# RECORDS TO USE:
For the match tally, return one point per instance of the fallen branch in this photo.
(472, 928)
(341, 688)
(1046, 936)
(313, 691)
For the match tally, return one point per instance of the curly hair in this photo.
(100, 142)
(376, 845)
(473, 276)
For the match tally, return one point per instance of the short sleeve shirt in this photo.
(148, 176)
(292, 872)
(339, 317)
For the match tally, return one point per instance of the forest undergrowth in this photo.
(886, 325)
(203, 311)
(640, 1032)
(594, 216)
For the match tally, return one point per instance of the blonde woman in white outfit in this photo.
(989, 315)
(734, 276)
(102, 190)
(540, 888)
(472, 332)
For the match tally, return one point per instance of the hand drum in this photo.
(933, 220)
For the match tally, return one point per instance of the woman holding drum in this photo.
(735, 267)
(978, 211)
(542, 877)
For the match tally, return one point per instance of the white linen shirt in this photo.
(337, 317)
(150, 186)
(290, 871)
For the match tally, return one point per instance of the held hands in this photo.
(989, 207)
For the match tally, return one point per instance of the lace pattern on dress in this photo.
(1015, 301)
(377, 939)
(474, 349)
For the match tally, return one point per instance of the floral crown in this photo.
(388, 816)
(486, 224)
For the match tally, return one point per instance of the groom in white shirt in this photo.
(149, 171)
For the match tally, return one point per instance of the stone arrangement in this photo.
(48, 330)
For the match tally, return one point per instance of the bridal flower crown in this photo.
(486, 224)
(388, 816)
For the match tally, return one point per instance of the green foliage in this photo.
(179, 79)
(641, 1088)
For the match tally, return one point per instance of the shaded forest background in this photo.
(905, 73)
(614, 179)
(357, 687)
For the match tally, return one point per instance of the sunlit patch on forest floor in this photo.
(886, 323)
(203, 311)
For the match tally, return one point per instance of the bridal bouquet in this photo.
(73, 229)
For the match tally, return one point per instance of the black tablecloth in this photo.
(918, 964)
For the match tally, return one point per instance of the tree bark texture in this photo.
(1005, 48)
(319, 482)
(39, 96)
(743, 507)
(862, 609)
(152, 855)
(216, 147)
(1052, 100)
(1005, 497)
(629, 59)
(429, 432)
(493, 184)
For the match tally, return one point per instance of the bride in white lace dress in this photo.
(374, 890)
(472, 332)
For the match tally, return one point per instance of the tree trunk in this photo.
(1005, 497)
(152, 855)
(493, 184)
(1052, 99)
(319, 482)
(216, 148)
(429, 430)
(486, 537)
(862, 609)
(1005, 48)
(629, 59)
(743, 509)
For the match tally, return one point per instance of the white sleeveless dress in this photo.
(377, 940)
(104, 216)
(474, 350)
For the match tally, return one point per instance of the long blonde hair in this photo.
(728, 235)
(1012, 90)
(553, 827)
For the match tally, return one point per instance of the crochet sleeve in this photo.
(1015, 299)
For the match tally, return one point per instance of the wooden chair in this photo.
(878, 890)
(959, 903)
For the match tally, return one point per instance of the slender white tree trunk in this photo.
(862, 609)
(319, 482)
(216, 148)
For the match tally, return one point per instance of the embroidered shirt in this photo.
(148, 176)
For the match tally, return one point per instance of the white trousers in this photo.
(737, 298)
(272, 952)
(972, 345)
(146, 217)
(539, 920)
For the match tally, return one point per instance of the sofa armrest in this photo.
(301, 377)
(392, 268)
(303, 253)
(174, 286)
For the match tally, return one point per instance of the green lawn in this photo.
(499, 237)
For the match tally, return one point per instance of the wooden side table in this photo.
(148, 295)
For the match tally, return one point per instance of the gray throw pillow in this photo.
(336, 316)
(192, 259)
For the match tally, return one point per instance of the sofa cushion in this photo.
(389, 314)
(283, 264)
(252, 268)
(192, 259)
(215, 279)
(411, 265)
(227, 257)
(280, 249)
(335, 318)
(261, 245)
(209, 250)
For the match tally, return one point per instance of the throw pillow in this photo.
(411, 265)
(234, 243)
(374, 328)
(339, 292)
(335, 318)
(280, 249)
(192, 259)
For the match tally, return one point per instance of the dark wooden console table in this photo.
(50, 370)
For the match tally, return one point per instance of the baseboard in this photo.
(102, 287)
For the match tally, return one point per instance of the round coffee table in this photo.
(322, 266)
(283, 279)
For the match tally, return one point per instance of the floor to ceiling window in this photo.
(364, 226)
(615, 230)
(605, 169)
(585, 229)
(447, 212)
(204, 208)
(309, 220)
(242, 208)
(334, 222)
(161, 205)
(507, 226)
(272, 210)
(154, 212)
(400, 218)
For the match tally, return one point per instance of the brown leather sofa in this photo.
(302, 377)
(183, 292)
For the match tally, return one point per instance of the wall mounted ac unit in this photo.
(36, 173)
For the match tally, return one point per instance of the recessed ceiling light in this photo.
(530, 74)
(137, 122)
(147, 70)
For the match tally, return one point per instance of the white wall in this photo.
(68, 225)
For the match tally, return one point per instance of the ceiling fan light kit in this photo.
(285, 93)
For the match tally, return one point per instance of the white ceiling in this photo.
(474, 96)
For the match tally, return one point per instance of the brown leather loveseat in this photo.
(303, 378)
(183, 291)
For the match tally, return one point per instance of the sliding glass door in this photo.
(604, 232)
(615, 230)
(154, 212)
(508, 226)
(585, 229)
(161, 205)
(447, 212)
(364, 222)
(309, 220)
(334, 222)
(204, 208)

# WHAT NEEDS TO BE DONE:
Rewrite the items from the line holding "flower crown in this photo." through the line holding "(641, 1088)", inclusive. Copy the request lines unchanged, and scale each answer coordinate by 2.15, rounding to whole numbers with halves going up.

# OUTPUT BELOW:
For the match tally, return one point per instance of the bridal flower crown in this photo.
(1045, 482)
(834, 1754)
For the match tally, return one point per instance of the green foliage in this photo.
(385, 170)
(1378, 2339)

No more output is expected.